- Records excerpted from a collection -
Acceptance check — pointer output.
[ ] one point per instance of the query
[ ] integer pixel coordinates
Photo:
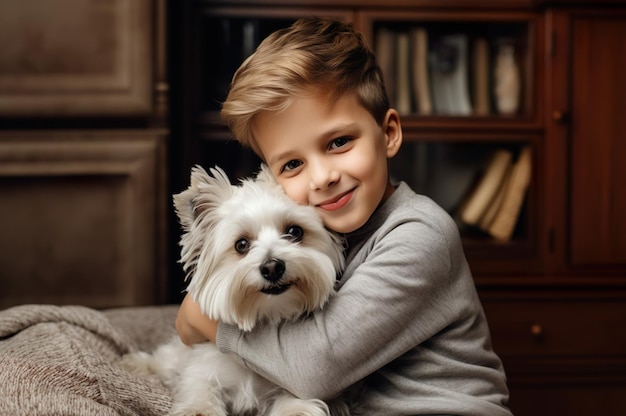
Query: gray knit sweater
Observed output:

- Goal -
Swap "sweater" for "cardigan" throughout the records above and write them out again with nothing else changed. Leave the pictures out of your answer.

- The reply -
Acceptance check — pointer output.
[ ] one point per instance of the query
[ ] integer pixel coordinates
Photo:
Query: gray knit cardigan
Observed output:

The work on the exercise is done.